The Condor flight from Frankfurt to Cancun on Feb. 6 was nothing to write a safety report about. Until the coffee was served.

According to a report published Thursday from a branch of Britain’s Department for Transport, the mishap that followed disrupted the plane’s communications systems, caused a burning smell in the cockpit, prompted pilots to use oxygen and forced the flight with 326 passengers aboard to land in Shannon, Ireland. It also necessitated a new coffee-service policy.

For whatever reason, namely the size of the cup vs. the size of the cup holder, the pilot on flight DE2116 put his cup of coffee, sans lid, on a tray table.


(Washington Post illustration; iStock)

“In the [Airbus] A330, flight crew were provided with a table in front of them, and it was a natural place to put a drink momentarily,” the UK’s latest Air Accidents Investigation Branch Bulletin says. “However, objects here are vulnerable to being knocked over because it is a fold-out table in a small space.” The report also notes that Airbus “highly recommends” that every item in the cockpit go in its assigned place. “Cups in the cup holders,” the bulletin quotes an Airbus manual as saying.

▶ INSTRUCTION 1: According to the report on the Condor coffee spill, what were the effects of the mishap on flight DE2116?
▶ INSTRUCTION 2: Could you pick up the Condor coffee-spill report after its last sentence and write the next few paragraphs?
The lines of data after this text aren't needed for anything here.

▶ Lines of data:

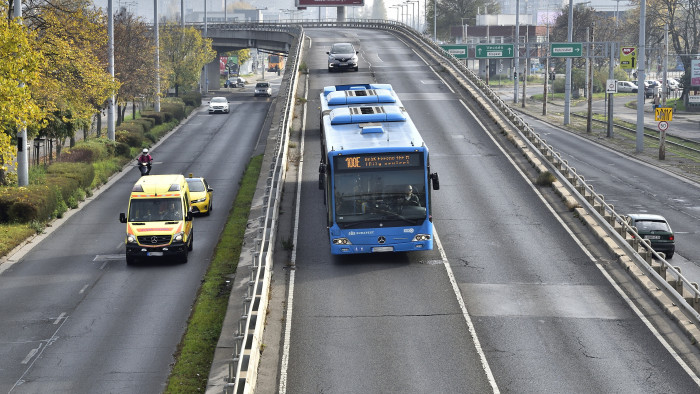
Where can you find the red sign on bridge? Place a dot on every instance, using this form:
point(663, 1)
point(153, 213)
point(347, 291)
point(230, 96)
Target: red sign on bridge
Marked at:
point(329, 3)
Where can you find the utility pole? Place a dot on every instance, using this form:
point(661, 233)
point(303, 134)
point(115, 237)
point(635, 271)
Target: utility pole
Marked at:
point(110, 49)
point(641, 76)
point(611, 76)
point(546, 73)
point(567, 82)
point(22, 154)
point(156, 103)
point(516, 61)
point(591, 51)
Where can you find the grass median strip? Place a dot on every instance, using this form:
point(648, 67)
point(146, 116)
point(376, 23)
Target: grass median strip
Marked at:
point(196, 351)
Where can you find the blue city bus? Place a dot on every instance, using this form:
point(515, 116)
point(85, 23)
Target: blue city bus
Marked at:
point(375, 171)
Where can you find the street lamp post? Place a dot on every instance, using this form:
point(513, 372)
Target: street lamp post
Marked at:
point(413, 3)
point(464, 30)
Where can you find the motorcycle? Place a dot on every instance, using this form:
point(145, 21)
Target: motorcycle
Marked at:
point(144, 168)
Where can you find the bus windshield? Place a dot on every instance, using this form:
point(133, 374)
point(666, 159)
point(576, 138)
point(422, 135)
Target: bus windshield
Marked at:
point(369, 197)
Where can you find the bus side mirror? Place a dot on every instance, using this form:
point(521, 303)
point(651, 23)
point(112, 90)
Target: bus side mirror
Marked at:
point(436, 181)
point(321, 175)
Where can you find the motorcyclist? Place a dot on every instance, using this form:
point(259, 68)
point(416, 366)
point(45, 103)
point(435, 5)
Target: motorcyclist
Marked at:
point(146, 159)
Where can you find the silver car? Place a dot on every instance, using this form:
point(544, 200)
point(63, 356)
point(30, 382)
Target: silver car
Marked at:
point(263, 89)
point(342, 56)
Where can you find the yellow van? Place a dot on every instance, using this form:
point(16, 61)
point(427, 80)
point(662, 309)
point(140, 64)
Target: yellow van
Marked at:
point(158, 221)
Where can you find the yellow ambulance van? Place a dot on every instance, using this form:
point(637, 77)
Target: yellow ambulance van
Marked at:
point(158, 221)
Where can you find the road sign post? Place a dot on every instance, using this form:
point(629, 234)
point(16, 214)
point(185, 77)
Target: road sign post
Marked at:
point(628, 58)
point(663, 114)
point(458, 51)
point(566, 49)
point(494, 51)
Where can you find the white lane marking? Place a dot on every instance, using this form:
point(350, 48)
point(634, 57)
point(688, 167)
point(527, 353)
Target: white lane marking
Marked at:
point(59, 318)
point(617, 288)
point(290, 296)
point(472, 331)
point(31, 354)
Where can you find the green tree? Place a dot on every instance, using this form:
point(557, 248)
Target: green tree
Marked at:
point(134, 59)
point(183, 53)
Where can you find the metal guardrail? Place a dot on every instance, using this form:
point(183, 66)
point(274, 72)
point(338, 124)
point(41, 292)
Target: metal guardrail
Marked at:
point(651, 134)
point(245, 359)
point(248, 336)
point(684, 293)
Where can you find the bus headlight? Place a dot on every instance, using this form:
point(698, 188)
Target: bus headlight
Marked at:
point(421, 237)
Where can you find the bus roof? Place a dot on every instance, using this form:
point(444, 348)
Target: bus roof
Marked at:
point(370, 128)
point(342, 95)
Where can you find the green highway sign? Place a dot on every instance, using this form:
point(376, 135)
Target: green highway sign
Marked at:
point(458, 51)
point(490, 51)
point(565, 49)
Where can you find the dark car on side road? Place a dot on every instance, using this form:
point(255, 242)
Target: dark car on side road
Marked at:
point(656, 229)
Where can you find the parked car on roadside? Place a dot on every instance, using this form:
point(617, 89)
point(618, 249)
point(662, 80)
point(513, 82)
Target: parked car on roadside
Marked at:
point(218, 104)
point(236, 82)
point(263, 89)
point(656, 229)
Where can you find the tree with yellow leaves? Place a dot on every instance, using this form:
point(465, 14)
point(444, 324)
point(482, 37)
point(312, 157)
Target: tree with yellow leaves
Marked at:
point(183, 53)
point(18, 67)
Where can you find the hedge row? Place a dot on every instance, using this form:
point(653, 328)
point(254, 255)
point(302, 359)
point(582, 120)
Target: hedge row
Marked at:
==
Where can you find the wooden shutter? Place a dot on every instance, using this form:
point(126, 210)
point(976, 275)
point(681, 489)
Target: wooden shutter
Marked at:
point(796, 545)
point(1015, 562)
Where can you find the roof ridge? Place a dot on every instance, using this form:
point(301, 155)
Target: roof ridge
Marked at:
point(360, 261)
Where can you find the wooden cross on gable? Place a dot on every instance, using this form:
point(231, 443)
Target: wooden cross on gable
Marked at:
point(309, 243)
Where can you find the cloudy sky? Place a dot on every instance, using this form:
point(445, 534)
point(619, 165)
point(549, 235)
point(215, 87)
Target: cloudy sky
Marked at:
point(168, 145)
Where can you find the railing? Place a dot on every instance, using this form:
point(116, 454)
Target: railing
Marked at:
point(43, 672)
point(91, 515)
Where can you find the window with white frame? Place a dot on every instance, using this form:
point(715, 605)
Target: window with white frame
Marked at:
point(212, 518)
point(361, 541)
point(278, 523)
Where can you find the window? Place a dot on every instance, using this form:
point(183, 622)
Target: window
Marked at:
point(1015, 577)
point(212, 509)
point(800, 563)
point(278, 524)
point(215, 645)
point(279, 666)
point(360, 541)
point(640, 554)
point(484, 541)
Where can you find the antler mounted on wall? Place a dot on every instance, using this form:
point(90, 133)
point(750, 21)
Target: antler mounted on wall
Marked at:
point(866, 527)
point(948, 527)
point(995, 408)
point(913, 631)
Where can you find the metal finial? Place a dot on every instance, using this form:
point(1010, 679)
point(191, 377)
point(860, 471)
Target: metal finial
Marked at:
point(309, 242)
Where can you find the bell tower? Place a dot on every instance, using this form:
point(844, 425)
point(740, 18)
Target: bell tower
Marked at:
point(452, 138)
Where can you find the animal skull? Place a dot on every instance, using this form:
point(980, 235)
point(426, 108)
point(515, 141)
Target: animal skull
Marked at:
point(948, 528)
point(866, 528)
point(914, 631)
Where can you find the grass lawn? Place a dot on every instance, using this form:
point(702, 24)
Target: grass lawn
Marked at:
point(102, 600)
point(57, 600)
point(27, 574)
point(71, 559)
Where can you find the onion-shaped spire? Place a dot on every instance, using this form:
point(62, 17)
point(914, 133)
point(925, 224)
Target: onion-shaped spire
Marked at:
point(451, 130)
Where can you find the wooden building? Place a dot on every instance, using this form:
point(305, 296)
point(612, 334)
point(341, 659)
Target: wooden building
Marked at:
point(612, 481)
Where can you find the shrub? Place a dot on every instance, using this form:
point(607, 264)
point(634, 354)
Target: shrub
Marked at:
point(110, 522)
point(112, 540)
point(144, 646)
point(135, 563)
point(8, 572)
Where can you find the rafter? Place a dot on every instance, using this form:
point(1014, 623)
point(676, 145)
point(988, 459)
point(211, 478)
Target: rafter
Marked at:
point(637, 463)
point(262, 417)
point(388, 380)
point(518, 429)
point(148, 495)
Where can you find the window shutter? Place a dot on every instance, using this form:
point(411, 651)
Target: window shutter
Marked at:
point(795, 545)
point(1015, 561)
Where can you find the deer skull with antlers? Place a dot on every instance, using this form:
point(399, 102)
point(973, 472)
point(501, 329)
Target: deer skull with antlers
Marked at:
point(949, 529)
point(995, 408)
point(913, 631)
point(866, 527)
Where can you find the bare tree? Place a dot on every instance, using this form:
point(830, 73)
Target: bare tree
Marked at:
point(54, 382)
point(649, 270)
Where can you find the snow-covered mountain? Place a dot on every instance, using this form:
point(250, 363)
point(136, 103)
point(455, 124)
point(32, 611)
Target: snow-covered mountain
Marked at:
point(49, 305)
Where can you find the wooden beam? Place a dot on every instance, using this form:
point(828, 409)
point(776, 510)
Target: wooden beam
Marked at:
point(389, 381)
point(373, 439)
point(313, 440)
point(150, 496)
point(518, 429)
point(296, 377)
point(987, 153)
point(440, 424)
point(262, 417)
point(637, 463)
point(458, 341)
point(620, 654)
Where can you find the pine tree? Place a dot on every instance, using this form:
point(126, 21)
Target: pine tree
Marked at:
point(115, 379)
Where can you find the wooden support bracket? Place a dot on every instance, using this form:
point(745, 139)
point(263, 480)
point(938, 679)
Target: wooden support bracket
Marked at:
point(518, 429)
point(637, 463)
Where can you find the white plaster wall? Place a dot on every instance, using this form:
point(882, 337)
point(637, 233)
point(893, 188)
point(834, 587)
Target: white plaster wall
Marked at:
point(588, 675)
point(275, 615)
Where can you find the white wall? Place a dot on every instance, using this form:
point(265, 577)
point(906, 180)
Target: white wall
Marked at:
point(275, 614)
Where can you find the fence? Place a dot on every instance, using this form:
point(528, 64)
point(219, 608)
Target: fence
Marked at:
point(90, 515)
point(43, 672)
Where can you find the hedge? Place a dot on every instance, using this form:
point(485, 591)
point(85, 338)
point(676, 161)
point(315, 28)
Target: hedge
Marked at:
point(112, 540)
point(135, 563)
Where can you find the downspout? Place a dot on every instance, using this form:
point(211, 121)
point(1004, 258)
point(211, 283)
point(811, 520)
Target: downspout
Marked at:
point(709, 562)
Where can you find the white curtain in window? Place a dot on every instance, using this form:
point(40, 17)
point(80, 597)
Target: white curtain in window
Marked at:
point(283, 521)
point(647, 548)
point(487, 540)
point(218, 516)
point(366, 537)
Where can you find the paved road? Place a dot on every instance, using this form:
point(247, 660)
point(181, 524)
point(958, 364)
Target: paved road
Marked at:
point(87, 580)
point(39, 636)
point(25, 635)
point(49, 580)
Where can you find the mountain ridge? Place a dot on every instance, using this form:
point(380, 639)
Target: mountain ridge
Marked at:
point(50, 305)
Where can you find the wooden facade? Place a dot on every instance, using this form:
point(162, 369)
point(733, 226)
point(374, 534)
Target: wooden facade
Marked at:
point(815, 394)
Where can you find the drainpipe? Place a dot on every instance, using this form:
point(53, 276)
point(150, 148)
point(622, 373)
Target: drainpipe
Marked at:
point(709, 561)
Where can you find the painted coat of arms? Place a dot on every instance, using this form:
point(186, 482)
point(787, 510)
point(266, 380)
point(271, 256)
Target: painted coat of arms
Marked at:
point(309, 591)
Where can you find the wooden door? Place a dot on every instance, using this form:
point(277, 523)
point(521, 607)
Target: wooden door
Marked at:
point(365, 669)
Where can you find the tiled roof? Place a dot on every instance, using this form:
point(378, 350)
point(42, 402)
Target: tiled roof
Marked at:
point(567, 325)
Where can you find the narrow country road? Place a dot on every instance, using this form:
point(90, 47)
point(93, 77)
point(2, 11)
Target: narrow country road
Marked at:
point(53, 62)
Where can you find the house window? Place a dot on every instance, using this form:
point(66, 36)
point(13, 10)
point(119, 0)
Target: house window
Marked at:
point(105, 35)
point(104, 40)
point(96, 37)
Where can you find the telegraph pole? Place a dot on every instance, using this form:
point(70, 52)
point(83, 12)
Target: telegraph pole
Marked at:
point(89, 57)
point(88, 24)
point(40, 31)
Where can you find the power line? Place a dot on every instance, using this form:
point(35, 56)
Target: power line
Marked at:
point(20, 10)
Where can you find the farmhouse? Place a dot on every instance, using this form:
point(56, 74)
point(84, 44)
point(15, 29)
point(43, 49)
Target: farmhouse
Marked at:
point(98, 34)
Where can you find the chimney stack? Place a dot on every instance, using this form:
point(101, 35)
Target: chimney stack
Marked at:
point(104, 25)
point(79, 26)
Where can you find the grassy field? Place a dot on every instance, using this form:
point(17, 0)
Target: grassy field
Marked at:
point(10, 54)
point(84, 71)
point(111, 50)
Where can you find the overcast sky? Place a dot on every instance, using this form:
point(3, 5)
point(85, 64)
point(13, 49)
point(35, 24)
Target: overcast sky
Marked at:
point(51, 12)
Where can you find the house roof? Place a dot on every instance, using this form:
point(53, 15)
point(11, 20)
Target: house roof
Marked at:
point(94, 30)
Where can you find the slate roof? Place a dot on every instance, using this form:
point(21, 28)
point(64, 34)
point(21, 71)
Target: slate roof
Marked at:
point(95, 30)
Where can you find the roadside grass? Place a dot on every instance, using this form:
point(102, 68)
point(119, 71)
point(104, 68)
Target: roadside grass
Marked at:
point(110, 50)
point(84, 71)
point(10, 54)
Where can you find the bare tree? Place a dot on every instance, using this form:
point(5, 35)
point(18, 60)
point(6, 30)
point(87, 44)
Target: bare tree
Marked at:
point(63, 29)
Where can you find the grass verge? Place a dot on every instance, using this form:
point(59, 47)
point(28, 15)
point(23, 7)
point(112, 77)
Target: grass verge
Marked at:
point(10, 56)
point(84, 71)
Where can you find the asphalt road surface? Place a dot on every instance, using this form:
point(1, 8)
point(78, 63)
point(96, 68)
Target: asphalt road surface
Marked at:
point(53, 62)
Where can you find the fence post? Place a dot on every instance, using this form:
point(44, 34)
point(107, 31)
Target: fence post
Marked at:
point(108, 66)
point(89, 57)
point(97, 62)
...
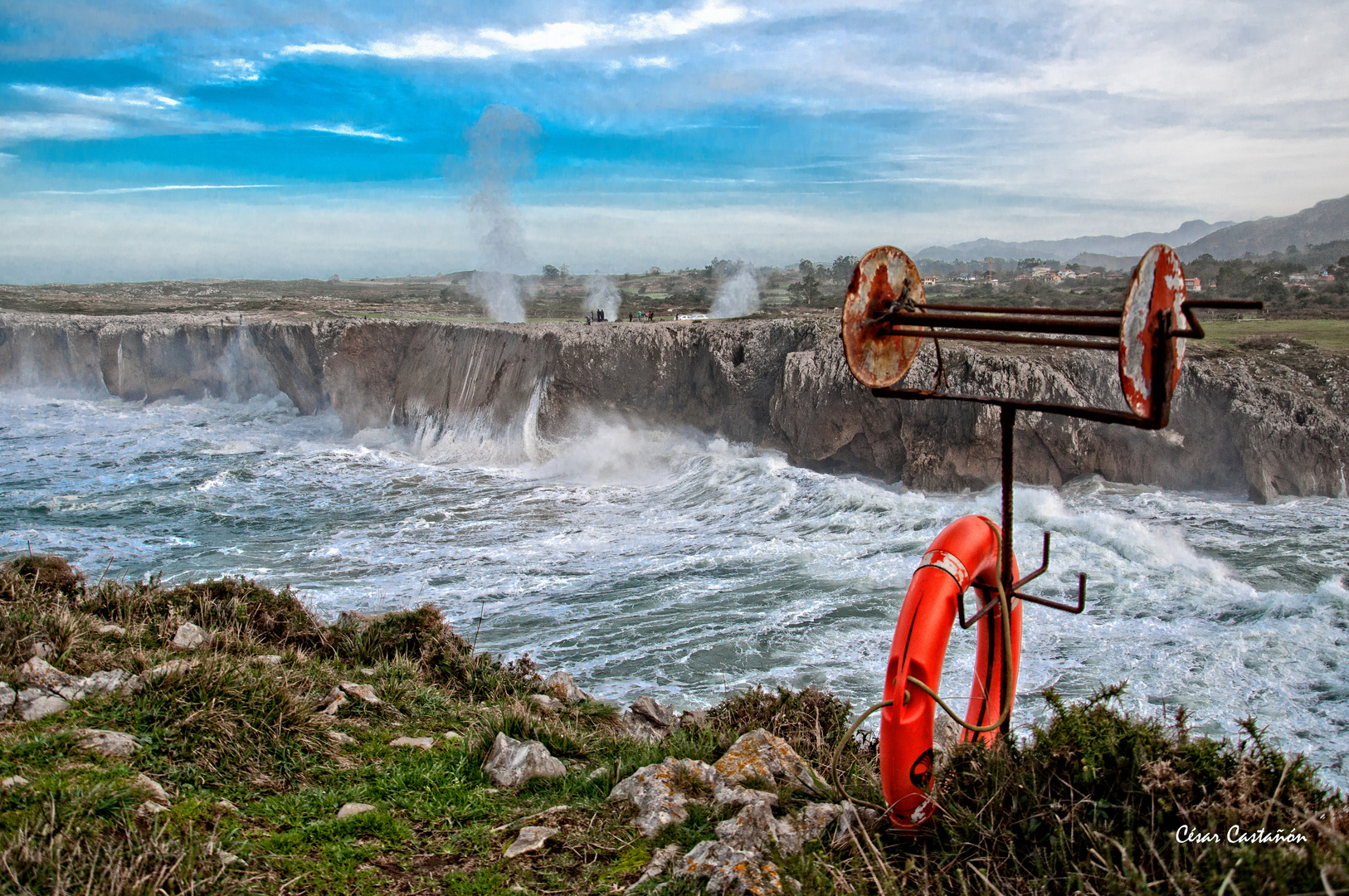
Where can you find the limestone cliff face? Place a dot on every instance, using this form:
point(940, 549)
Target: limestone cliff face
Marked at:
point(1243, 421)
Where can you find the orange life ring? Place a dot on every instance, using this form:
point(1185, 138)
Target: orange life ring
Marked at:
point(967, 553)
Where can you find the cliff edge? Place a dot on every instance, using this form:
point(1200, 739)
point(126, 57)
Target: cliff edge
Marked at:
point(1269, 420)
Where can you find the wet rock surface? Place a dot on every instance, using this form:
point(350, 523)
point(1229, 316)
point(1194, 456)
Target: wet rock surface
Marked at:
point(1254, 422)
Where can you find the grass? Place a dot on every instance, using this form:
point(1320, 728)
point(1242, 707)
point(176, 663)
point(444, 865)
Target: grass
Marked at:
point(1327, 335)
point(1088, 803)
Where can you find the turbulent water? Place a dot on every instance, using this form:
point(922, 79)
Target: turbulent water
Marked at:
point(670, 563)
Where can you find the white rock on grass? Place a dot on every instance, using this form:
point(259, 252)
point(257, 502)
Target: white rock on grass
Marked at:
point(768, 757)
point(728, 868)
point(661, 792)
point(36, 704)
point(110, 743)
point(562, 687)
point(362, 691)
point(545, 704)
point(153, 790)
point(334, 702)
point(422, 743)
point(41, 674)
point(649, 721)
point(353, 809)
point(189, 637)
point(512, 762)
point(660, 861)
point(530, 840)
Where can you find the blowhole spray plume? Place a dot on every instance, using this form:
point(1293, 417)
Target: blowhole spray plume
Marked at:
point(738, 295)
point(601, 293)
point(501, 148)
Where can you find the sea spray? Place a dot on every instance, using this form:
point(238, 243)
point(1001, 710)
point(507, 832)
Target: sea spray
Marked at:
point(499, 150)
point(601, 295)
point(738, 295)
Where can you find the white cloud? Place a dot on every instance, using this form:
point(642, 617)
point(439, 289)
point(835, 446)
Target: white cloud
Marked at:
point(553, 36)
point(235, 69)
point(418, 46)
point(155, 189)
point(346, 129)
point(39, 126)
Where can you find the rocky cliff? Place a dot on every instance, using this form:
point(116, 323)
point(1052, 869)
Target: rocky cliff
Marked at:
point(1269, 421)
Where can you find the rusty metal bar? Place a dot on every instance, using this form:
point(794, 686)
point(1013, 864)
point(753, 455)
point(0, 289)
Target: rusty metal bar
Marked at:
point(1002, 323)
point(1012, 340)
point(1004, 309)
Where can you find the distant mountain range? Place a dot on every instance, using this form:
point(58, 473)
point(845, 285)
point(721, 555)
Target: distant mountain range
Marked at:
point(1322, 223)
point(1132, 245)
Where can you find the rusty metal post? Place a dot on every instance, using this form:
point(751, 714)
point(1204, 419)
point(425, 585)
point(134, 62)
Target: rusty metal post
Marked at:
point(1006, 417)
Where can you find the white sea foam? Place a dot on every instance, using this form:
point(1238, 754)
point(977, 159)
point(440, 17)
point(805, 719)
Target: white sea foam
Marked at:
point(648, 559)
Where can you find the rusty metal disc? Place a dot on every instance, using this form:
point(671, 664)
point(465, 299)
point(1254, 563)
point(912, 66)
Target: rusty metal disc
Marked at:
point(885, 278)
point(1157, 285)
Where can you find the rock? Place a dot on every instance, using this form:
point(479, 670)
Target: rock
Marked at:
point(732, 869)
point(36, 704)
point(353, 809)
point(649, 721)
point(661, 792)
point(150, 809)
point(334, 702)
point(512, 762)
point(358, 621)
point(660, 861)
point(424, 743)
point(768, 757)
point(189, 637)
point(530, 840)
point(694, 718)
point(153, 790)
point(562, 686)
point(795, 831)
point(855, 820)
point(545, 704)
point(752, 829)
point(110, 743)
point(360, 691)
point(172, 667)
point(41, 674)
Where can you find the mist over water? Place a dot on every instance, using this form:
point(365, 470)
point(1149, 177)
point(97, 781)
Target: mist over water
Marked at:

▶ RIGHT ANSWER 1:
- It disrupted the plane's communications systems.
- It caused a burning smell in the cockpit.
- It prompted the pilots to use oxygen.
- It forced the flight, with 326 passengers aboard, to land in Shannon, Ireland.
- It necessitated a new coffee-service policy.

▶ RIGHT ANSWER 2:
Around 4:20 p.m., according to the bulletin, “the cup was knocked over” while the plane was flying over the Atlantic. Most of the coffee ended up on the pilot’s lap, but a small amount spilled onto his audio control panel on the center console. Despite efforts to dry the liquid quickly, the audio unit — used to make announcements to the plane and for VHF transmissions — malfunctioned right away. By 5 p.m., it became “very hot and failed,” creating an electrical burning smell in the cockpit.

Shortly after, around 5:20 p.m., the co-pilot’s audio control panel had heated up enough that a button melted. It too failed, and smoke could be seen coming from the first panel. At that point, the bulletin said, the pilot decided to turn the plane around and land in Shannon. Because of the audio control failures, the pilot could not hear or transmit messages and had to rely on the co-pilot’s speaker to hear any transmissions.

“During the diversion, the flight crew alternately used supplementary oxygen, with one pilot on oxygen at all times,” the report said.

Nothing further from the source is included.